Required work ::
[A] From the comment thread on kidney donation risk, reproduce the part that opens with the words containing "40,000 traffic deaths" and closes with "a traffic accident.".
[B] In the comment thread on kidney donation risk, what yearly traffic fatality rate does Bryan Willman give?

+++ Extract provided +++

Well, 1/3000 of my life expectancy is something like a week.
So would a week’s income be a good first approximation? That makes me think risk-of-dying is not the biggest factor in how I’d price it.
Tom West
Dec 9 2011 at 5:08pm
> 1 in 5000 risk is roughly 12 heads in a row.
Yeah, but 1 in 8000 is like rolling a 1 on a 20 sided dice three times in a row.
I do that every other gaming session.
(Which may be why all the other players try to keep about 15′ between their characters and mine at all times.)
Matt Flipago
Dec 9 2011 at 5:55pm
I also agree, 1 in 3000 is really LOW. If you gave like 2075 kidneys, you would have a 50% of still being alive at that rate. I’d like to know the mortality rate for a 40 year, how many die each year out of 100000, that number would put it in perspective.
joeftansey
Dec 9 2011 at 7:23pm
Giving up a kidney is a once in a lifetime event though. The reason those professions are so risky is because they roll the dice year over year for 30 years. To donate a kidney, you only roll the dice once.
Bryan Willman
Dec 9 2011 at 7:52pm
Perspective.
40,000 traffic deaths per year over 330MM people yields a fatality rate of about 12/100K per year.
(Of course that’s an average – your real risk will vary wildly due to all sorts of things, some of which you can control.)
And of course, most people spend a fair amount of time moving about in the transportation system, so just like being a police officer, it’s an ongoing risk, rather than a one shot risk.
The CDC web page reports the death rate from corectal cancer at 53K on the US population, so in fact on average you are more likely to die of colon cancer than to die in a traffic accident.
All of this ignores individual risk and age. How many deaths due to colonoscopies are in patients who are already very ill? How many in rogue clinics that don’t practice good medicine (they make the news every so often)?
So our intuition is that giving up a kidney, at about 33/100K is really pretty bad, given it’s a one shot event, normally involving very healthy people.
And finally, traveling in the transportation system or having a job (even a dangerous one) have compensations. A colonoscopy that prevents ever getting colon cancer at all, let alone dying from it, it is an obvious win.
Giving up a kidney – for the donor – not so much. Which is probably an argument that donors should get compensated just like the doctors, staff, hospitals, and insurance company involved in the process.
Henry
Dec 9 2011 at 11:41pm
1/3000 may not seem that high, but the downside is very large so “putting it into perspective” the way some people have done it is misleading.

+++ Entries supplied +++

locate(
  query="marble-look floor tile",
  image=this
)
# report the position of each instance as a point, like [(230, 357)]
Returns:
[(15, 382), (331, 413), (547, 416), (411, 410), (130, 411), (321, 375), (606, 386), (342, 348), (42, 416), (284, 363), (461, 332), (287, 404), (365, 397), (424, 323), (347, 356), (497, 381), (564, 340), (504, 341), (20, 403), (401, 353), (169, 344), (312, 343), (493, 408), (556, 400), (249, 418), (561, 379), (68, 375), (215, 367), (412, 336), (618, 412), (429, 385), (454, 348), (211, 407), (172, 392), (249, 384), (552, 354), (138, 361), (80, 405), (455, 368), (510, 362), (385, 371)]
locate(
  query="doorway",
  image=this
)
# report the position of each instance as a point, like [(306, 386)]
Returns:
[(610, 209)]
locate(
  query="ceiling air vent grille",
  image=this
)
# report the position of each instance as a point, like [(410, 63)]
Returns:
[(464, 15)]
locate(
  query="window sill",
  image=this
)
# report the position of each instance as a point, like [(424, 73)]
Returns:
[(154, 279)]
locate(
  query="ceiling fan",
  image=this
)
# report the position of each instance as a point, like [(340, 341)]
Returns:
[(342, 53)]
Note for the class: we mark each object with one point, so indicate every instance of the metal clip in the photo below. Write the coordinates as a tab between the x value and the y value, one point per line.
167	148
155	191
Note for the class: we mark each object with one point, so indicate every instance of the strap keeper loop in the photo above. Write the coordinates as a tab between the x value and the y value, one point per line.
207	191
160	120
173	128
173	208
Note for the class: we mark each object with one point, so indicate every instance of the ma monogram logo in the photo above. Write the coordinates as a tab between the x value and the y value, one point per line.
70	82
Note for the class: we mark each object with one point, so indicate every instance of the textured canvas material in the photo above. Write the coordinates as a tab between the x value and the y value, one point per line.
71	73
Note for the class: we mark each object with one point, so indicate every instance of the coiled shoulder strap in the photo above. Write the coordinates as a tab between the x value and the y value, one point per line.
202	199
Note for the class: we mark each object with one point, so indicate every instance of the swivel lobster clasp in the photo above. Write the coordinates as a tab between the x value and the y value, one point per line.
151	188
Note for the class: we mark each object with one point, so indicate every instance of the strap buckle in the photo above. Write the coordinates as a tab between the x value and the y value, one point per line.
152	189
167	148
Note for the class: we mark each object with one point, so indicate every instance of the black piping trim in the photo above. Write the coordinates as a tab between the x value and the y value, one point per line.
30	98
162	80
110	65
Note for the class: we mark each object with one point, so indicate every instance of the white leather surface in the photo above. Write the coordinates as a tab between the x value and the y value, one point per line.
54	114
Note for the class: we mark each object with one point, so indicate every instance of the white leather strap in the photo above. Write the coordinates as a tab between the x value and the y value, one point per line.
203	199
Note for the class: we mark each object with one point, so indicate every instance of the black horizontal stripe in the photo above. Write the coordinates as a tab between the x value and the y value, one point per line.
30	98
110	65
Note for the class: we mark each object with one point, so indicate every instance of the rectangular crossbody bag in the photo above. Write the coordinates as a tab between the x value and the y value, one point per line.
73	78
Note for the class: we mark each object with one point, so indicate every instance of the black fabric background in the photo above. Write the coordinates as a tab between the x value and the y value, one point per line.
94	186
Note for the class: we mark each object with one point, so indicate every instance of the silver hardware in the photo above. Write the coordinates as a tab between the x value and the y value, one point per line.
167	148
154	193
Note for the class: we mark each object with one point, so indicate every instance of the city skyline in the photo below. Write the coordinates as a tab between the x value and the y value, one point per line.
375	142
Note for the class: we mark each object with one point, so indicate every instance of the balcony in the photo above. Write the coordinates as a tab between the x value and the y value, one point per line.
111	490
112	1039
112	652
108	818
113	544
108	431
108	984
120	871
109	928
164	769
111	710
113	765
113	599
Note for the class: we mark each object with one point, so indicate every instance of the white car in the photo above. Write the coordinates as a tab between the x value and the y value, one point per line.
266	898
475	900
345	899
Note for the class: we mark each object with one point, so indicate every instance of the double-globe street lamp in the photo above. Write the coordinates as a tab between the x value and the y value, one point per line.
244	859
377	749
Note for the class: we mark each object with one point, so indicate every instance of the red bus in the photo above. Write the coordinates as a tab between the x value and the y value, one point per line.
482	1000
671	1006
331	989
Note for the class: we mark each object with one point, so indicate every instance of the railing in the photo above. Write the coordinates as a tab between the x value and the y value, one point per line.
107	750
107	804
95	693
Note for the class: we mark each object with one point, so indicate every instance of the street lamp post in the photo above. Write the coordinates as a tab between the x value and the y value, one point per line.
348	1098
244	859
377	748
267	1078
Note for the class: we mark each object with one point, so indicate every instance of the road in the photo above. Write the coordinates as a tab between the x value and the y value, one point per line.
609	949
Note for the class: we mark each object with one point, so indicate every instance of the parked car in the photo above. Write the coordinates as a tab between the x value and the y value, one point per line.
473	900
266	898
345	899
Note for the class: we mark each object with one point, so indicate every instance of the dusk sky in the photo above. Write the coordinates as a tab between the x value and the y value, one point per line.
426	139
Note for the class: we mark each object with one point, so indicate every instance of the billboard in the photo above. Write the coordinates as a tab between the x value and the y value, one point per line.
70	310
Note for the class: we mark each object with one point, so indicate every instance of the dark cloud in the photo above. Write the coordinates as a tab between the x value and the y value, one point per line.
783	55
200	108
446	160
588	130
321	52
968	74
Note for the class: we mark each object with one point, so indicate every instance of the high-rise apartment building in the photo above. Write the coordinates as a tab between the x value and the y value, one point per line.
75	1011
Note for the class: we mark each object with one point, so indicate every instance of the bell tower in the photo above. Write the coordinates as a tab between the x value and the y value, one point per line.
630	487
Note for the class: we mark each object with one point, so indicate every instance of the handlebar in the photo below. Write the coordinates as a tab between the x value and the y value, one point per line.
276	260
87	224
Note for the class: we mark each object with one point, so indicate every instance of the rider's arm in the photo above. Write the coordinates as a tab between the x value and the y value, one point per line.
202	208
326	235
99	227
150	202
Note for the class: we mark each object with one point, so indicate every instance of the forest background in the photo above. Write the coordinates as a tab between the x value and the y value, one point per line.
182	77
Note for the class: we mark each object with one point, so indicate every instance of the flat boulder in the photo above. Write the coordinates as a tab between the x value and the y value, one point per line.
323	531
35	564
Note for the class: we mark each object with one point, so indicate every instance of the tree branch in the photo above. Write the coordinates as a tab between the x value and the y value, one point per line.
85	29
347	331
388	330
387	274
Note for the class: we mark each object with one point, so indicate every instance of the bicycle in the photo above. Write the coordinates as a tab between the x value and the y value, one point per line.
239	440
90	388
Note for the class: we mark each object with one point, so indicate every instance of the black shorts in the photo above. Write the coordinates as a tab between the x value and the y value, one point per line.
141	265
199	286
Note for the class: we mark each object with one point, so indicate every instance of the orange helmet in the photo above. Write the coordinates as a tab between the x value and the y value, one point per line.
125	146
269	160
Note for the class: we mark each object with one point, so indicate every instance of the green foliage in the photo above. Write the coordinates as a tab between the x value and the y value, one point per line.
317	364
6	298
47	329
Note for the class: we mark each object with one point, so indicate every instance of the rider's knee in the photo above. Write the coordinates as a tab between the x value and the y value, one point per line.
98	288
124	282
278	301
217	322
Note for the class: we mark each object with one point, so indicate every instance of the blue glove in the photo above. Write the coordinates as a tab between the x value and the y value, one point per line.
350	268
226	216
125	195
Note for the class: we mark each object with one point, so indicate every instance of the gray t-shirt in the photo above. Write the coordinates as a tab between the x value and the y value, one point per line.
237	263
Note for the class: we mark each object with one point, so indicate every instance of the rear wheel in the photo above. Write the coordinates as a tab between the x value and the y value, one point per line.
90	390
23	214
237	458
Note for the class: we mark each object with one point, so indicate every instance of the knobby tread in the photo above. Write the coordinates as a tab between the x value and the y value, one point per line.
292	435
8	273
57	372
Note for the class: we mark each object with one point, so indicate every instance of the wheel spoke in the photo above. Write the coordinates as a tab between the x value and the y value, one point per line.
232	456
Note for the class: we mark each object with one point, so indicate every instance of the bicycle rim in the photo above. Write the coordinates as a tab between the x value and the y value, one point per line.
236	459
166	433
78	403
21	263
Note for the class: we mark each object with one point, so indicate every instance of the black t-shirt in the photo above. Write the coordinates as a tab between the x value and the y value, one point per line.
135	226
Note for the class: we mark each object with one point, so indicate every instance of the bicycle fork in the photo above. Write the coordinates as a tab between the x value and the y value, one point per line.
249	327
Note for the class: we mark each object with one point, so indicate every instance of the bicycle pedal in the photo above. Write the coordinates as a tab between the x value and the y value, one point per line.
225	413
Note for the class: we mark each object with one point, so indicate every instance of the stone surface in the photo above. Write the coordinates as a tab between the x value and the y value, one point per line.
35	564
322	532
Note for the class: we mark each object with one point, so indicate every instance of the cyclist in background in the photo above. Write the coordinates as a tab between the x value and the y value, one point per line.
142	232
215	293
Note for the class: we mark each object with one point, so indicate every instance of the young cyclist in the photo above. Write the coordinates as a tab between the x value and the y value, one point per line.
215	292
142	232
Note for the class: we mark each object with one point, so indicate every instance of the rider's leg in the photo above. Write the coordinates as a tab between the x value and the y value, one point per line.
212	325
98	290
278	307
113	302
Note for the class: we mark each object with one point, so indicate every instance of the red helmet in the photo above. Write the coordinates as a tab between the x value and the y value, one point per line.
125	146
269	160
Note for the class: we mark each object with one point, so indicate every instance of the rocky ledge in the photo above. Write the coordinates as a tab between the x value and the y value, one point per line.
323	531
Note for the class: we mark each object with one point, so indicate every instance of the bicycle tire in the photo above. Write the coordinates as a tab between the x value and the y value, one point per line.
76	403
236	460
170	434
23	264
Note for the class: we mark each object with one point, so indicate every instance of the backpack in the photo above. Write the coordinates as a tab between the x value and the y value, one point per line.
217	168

+++

Solutions ::
[A]
40,000 traffic deaths per year over 330MM people yields a fatality rate of about 12/100K per year.
(Of course that’s an average – your real risk will vary wildly due to all sorts of things, some of which you can control.)
And of course, most people spend a fair amount of time moving about in the transportation system, so just like being a police officer, it’s an ongoing risk, rather than a one shot risk.
The CDC web page reports the death rate from corectal cancer at 53K on the US population, so in fact on average you are more likely to die of colon cancer than to die in a traffic accident.

[B] About 12 per 100,000 people per year.